## PROBLEM TO WORK ON:
Please express the records below as a two-column CSV with the header row text,answer. Give one row for each record, with its text and its answer each in a single quoted field, turn line breaks into spaces, and leave the pictures out.

◆ ◆ ◆

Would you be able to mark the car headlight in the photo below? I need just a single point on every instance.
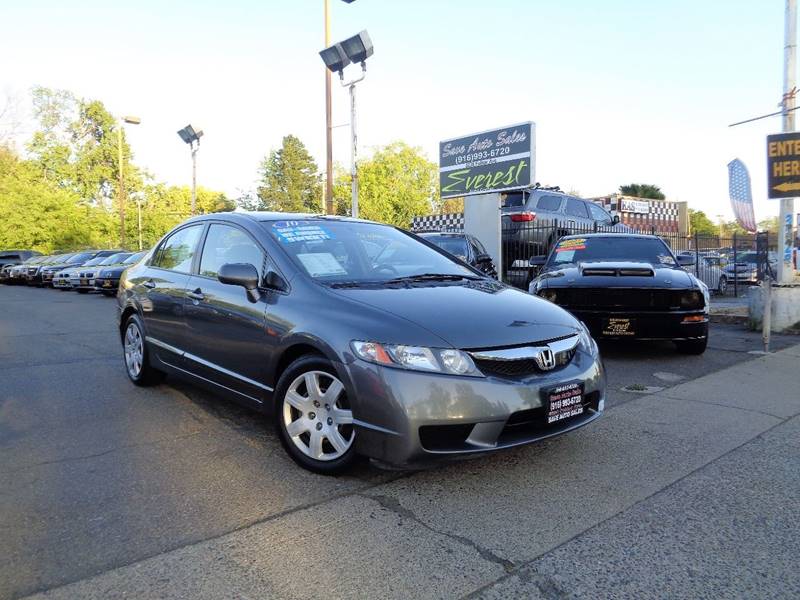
(549, 295)
(585, 339)
(417, 358)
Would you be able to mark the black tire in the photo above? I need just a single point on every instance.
(146, 374)
(692, 346)
(306, 365)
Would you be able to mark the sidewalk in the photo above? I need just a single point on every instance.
(690, 492)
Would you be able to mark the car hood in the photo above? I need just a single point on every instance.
(592, 275)
(480, 314)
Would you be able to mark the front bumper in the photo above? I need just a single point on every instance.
(412, 418)
(646, 325)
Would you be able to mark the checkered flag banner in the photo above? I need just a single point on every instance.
(741, 196)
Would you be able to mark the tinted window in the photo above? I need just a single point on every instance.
(633, 249)
(226, 244)
(335, 251)
(576, 208)
(177, 251)
(512, 199)
(598, 214)
(453, 245)
(551, 203)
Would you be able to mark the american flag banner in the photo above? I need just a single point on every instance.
(741, 196)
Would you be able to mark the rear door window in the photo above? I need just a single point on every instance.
(177, 251)
(576, 208)
(549, 203)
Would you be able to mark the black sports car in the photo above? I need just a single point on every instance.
(626, 286)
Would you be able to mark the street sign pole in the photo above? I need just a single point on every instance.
(785, 221)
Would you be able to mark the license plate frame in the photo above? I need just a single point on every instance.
(563, 402)
(619, 327)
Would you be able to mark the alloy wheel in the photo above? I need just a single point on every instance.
(134, 350)
(316, 416)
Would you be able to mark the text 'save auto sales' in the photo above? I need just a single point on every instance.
(490, 161)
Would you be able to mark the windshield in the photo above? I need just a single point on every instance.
(453, 245)
(133, 258)
(571, 251)
(339, 251)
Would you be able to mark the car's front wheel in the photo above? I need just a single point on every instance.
(313, 416)
(137, 359)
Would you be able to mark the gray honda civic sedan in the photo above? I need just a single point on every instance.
(358, 338)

◆ ◆ ◆

## RESULT:
text,answer
"Would you be able to mark the car headlight in the photo below? I need just a single point on every instance.","(549, 295) (585, 339) (417, 358)"
"Would you be able to mark the black tire in the photo above? I need just a single point on every instance.","(146, 374) (692, 346) (306, 365)"
"Would you be able to mark the sidewalk in the photo above? I need just a single point on every instance.","(690, 492)"
"Would you be able to mark the car hood in the photo above? I need just a single point on every instance.","(592, 275) (480, 314)"
"Would you be able to mark the front bumper in the photo above? I need just a single point on every instance.","(412, 418) (646, 325)"
"Would you be able to mark the checkered flag banner in the photo above? I need just a single point on every instance.","(741, 196)"
"Would you be able to mark the tinted window in the photo above? I need just a single point on every instance.","(633, 249) (226, 244) (335, 251) (576, 208) (177, 251) (512, 199) (598, 214) (453, 245) (551, 203)"
"Would you be able to mark the american flag banner in the photo above? I need just a single point on every instance.","(741, 196)"
"Would you be able to mark the rear door window in the photo above? I need just a single point on every instance.","(177, 251) (576, 208) (549, 203)"
"Would you be able to mark the black sports car in the photo above? I need just a single point on every instance.","(626, 286)"
"Would you be able to mark the street sign pole in the photo above? I need just a single point on every instance.","(785, 221)"
"Would you be able to mark the license plate frame in the photo above? I need just a single point on every instance.","(563, 402) (619, 327)"
"Would you be able to mark the alloy wheel in the photo above? I need just a single point on every instance.","(134, 350) (316, 416)"
"Would you be able to mark the text 'save auto sales' in the photo above? I need just a single point on every instance.","(490, 161)"
"Would you be able to mark the windshield in the photo above? I need just a single point on every instance.","(453, 245) (133, 258) (571, 251) (339, 251)"
"Would you be able to mark the car's front wheel in the photo above? I need just a single point on every instance.","(313, 416) (137, 359)"
"Would you be able to mark the gray honda civic sedan in the photo above? I need just a single point on every instance.","(358, 338)"